(TASK TO CARRY OUT):
Copy each of the following lines word for word, with no changes.

(PROVIDED DATA):
# # # #
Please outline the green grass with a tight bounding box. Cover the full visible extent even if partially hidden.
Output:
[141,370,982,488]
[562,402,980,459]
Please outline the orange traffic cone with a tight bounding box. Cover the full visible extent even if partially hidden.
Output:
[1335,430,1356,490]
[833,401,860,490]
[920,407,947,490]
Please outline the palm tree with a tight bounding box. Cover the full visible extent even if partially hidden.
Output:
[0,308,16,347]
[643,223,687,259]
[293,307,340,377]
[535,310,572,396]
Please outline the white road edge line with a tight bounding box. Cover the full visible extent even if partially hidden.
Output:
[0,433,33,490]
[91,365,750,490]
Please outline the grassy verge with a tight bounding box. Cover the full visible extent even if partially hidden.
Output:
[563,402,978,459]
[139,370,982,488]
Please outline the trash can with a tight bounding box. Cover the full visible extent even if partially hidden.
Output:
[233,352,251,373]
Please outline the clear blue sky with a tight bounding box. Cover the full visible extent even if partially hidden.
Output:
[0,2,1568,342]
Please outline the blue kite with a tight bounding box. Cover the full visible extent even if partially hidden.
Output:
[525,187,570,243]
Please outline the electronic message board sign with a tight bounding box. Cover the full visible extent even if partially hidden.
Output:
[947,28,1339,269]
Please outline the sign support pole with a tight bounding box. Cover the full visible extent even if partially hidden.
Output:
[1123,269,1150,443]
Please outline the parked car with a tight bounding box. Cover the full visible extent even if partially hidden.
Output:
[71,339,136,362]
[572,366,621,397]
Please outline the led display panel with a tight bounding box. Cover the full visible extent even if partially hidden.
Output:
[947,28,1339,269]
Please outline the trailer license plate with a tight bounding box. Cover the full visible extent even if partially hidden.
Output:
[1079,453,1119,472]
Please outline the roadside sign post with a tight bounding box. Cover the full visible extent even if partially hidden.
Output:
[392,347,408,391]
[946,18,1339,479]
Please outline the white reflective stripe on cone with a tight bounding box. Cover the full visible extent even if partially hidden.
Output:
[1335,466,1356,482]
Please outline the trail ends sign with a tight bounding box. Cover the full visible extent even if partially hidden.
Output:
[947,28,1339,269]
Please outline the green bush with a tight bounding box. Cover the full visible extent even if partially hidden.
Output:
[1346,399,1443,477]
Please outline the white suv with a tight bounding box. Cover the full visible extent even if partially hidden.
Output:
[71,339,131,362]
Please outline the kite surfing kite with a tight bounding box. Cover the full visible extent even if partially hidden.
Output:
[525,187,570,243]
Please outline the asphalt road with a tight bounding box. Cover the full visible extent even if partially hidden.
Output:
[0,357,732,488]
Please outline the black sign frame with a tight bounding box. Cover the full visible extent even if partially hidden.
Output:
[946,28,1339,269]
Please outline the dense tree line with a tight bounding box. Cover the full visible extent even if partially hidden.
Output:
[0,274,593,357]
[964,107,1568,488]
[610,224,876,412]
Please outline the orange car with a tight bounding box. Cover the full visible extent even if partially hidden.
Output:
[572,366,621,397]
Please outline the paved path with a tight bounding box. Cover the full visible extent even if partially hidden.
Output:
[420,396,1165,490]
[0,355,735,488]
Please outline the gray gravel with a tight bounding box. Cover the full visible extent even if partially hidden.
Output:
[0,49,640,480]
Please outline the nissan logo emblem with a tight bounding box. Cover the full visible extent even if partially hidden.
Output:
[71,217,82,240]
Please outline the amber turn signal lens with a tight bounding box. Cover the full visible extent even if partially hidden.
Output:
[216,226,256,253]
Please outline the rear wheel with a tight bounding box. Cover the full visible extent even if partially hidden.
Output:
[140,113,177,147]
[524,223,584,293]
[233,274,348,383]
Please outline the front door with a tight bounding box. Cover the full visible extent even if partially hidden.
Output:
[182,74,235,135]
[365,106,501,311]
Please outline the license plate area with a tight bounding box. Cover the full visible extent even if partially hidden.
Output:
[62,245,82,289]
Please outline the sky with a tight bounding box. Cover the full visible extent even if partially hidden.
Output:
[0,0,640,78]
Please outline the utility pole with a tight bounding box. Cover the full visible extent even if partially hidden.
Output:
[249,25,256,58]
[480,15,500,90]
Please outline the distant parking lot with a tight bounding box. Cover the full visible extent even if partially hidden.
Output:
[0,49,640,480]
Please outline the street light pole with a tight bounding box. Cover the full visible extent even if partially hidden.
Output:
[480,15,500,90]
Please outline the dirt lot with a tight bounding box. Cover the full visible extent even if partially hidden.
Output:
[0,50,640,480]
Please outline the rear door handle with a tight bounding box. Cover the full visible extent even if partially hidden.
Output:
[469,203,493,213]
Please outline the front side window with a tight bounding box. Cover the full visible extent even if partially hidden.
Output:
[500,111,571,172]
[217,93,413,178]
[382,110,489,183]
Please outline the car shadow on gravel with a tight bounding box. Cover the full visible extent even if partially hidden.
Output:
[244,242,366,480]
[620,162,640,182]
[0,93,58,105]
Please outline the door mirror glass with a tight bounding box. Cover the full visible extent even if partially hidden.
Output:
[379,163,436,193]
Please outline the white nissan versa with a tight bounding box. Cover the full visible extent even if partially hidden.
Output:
# # # #
(REPLY TO THE TASK):
Please outline the green grass with a tight bounding box. Cover the full visible extent even if partially hidden.
Output:
[141,370,982,488]
[562,402,980,459]
Please outline the orange traffic cone with a tight bounding box. Cover the full visible extent even if partially hidden.
Output:
[1335,430,1356,490]
[833,401,860,490]
[920,407,947,490]
Please outline the palm tree with a tight bounding box. Cover the full visible extent even if partially hidden.
Output:
[0,308,16,347]
[643,223,687,259]
[293,307,340,377]
[535,310,572,396]
Please outline the white road edge line with a tight bounding box. Cover the full visible extent even if partially hidden.
Output:
[0,433,33,490]
[91,365,750,490]
Please outline the grassy verge with a tight bounding box. Cover the full visible extent even if partially hidden.
Output:
[563,402,978,459]
[139,370,982,488]
Please outline the trash can with a tight bounding box. Cover the full visible extent even if partially hidden.
Output:
[233,352,251,373]
Please outline the clear blue sky with a tight bounding box. Cover the full visible extent even if partially hidden.
Output:
[0,2,1568,342]
Please outline the blue kite with a tight bounding box. Cover the full visible extent even if partially hidden.
Output:
[525,187,570,243]
Please outline the electronic message board sign with a tight bounding box. Cover the full visible extent even if partially hidden.
Output:
[947,28,1339,269]
Please outline the sign support pole with a tight bounding box. Cover the full visible extent even if partially hidden.
Output:
[1123,269,1150,443]
Please outline the parked car with a tight bounding box. Cover the full visible extent even if partially hidden.
Output:
[71,339,136,362]
[572,366,621,397]
Please outline the led display panel with a tight bounding box. Cover the full visible extent even if partially hidden.
Output:
[947,28,1339,269]
Please outline the trailer license plate with a tight bounding box. Cover the full visible extent even if partially hidden.
Output:
[1079,453,1119,472]
Please outline the roadside sign post with a tight bounding box. Cover the full visible extent even if partially hidden.
Output:
[392,347,408,391]
[946,18,1339,479]
Please outline the white reflective stripe on cone with a tight bounding box. Cover the full visible extent even if partially hidden.
Output:
[1335,466,1356,482]
Please outline the trail ends sign with a tight bounding box. Cover the full visible extent even if partially hidden.
Output:
[947,28,1339,269]
Please outline the green bush with a tight bounding box. Cover the full visible extent even if partially hidden.
Output:
[1346,399,1443,477]
Please outline the white suv with a tight bounding box. Cover the full visible extent even if partially hidden.
Output:
[71,339,131,362]
Please outline the kite surfing kite with a tight bounding box. Cover the full visible extent even if partially hidden.
Output:
[525,187,570,243]
Please outline the asphalt road with a tight bounding box. Cover the full visible extent even if partially hidden.
Output:
[0,357,732,488]
Please outline the black sign frame with a tight bounding box. Cover the full visible extent even if partially hidden.
Output:
[946,28,1339,269]
Please outline the dense tree line with a tight bounding box. Cover the full visible extent even if partially hidden.
Output:
[0,274,593,357]
[964,107,1568,488]
[610,224,876,412]
Please outline the orange car with a tight bounding box. Cover the full visible extent even if partially hidden.
Output:
[572,366,621,397]
Please outline the paved path with a tight bounding box. Cover the full visible extent even if partially hidden.
Output:
[420,396,1165,490]
[0,355,735,488]
Please outline the gray gravel with a tight bounding box. Cover the full visible extent even if partially hidden.
Output:
[0,49,640,480]
Please outline the nissan logo emblem with a tight bounding box. Cover the full visible extent even if partially hidden.
Output:
[71,217,82,240]
Please outline the amber turn signal lens with a tight bounding box. Cover the full visible extent even if partially hidden.
Output:
[216,226,256,253]
Please outline the rear wheel with a tight bounding box. Cover the full visible extent even if partially hidden.
Output:
[140,113,177,147]
[524,223,584,293]
[233,274,348,383]
Please outline the front door with a tight bounding box. Cover the full visible extent even if partially hidden.
Output:
[182,74,235,135]
[365,106,501,311]
Please outline the license plate area with a tight bounding box. Cover the full visible extent even if partially hidden.
Output:
[62,245,82,289]
Please outline the sky with a tight bounding box. Cover the full visible extent even if partially hidden.
Output:
[0,0,640,78]
Please outline the utility pole with a tight bounding box. Cover the full visible extent even if partially hidden.
Output:
[249,25,256,58]
[480,15,500,90]
Please outline the distant parking lot with a tight bounding box. Cover the full visible extent even if partially hidden.
Output:
[0,49,640,480]
Please outline the street light pole with a tight bounding box. Cover the full visible extent even if partially hidden.
Output:
[480,15,500,90]
Please outline the dirt lot with a tight bounding box. Cover the full visible extent even if partially hidden.
Output:
[0,50,640,480]
Please outline the rear door handle with a tight bounding box. Cover the full visible extent even if partially hidden.
Output:
[469,203,493,213]
Please outline the front side window with a tight bounding box. Cover the full visible extent even if partially hidden.
Output:
[500,111,571,172]
[217,93,413,178]
[382,110,489,183]
Please outline the car shadow on gravel with a tight bounding box. Cover the full visible extent even if partially hidden.
Output:
[244,242,366,480]
[620,162,640,182]
[0,93,58,105]
Please outline the door mirror glass with a tight bounding box. Cover the full visible extent even if partially hidden.
Output:
[379,163,436,193]
Please outline the white nissan versa with a tight bounding box. Cover the full visible extent even if partially hidden.
Output:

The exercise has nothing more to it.